◆ **Exercise requirements**: Only those lines running from the line that contains "the wooden plank" through the end of the material are to be written out, each exactly as shown.

Source records:
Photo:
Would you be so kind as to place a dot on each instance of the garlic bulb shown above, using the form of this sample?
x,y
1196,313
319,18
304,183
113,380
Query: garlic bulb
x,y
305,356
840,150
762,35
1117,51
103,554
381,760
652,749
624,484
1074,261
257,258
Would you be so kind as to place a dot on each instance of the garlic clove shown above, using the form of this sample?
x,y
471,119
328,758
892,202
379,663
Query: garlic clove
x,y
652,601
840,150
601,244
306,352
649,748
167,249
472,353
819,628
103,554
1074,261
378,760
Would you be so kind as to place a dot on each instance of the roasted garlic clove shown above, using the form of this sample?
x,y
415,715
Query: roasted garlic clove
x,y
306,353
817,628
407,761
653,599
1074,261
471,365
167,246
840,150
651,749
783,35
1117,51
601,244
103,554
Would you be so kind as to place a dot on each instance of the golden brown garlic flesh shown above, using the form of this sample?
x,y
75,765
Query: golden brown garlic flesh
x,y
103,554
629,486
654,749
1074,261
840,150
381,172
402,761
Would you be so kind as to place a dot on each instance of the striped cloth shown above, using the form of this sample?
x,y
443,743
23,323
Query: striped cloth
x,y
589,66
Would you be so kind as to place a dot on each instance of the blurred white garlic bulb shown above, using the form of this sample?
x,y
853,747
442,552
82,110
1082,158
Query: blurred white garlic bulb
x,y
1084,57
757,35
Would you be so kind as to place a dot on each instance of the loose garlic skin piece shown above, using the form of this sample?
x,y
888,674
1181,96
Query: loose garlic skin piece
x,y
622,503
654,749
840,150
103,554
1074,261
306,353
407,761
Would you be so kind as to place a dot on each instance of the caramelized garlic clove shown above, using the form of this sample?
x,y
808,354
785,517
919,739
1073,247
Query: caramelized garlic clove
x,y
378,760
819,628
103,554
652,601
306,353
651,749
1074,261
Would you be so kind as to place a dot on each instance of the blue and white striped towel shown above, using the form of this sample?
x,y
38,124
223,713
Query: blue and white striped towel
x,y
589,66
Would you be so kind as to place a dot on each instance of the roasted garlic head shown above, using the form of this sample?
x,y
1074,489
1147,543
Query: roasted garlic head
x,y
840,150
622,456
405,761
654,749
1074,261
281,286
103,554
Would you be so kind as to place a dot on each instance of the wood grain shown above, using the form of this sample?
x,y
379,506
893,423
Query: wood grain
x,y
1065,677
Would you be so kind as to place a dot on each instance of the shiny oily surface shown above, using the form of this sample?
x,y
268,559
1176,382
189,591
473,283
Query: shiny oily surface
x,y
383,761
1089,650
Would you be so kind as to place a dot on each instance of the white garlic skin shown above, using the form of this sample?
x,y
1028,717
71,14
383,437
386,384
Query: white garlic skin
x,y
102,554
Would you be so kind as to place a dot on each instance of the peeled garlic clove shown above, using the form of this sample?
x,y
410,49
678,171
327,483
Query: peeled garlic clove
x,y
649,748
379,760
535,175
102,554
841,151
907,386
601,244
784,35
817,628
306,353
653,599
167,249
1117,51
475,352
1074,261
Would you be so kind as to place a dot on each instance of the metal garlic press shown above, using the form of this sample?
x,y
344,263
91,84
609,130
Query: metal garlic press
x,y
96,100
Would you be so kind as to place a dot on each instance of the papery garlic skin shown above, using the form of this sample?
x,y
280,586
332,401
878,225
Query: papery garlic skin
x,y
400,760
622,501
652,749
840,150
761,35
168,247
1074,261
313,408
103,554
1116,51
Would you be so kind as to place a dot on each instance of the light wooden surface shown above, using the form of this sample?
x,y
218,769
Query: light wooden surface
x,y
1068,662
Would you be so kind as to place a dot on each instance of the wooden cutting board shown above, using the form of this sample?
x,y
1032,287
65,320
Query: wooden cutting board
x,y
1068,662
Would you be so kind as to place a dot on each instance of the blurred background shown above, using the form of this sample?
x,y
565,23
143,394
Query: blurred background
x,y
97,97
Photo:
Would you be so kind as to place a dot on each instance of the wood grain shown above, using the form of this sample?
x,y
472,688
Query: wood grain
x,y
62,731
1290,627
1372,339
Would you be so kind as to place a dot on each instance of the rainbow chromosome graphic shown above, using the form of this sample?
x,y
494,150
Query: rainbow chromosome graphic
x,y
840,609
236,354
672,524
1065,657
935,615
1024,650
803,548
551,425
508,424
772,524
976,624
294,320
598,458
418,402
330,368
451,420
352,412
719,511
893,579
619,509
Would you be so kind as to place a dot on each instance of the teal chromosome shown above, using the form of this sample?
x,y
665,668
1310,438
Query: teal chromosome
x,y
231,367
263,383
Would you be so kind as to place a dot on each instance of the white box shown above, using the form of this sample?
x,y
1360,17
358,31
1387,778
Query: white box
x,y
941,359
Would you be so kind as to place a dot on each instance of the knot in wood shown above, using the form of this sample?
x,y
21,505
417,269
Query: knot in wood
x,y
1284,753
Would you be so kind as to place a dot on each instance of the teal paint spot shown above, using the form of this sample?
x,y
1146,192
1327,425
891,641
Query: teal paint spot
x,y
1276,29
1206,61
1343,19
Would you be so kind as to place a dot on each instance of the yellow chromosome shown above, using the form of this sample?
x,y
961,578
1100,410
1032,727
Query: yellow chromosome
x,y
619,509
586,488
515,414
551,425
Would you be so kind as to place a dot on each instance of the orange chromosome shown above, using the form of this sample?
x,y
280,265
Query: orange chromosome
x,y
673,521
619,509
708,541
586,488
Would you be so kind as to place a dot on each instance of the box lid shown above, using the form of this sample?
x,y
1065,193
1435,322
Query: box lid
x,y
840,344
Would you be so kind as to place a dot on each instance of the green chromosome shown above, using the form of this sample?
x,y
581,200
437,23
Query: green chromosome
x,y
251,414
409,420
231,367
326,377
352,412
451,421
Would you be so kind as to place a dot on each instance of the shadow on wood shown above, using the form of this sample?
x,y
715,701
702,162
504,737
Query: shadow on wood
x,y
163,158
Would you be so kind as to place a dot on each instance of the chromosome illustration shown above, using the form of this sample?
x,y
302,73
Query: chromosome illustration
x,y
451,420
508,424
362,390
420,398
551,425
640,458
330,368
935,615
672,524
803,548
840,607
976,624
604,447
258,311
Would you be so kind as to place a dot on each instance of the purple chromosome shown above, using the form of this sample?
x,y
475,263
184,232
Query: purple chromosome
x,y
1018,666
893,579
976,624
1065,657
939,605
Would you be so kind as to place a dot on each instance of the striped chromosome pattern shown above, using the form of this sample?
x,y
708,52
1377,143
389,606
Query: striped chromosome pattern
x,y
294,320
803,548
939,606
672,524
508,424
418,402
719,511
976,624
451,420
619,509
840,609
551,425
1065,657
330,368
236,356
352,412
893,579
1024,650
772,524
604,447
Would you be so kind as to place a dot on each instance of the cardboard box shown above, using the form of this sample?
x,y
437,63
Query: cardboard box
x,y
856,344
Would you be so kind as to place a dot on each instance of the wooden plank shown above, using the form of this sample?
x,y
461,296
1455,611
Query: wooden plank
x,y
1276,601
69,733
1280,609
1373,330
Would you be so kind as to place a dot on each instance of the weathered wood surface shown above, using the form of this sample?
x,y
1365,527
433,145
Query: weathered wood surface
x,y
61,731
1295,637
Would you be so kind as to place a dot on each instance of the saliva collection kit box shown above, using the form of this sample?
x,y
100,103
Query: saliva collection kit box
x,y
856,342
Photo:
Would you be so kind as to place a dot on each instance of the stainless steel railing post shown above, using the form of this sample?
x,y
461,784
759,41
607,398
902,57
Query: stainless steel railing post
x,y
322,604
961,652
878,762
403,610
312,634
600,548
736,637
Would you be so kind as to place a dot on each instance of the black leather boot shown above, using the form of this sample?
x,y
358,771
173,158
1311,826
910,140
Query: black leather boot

◆ **Output for this exercise**:
Would you be so kind as to place a dot on each instance of the wooden plank shown above, using the form of this sample?
x,y
461,296
1455,611
Query: wooden plank
x,y
1276,601
69,733
1280,609
1373,330
Would you be so kind as to place a dot on each instance of the weathered wood surface shown above, using the form of this sample?
x,y
1365,527
433,145
Query: weathered wood surface
x,y
61,731
1295,637
Would you be so kind as to place a dot on each instance of the saliva collection kit box shown above, using the form of this sample?
x,y
100,103
Query: saliva collection kit box
x,y
856,342
Photo:
Would you be so kind as to place a dot on each instance of the stainless steel railing post shown above, using the form of this sample?
x,y
461,784
759,41
607,398
902,57
Query: stainless steel railing post
x,y
322,604
961,652
878,762
403,610
312,634
600,548
736,637
Would you be so kind as to place a dot on each instance of the black leather boot shown above, using the form of this sample?
x,y
358,771
173,158
1311,826
910,140
Query: black leather boot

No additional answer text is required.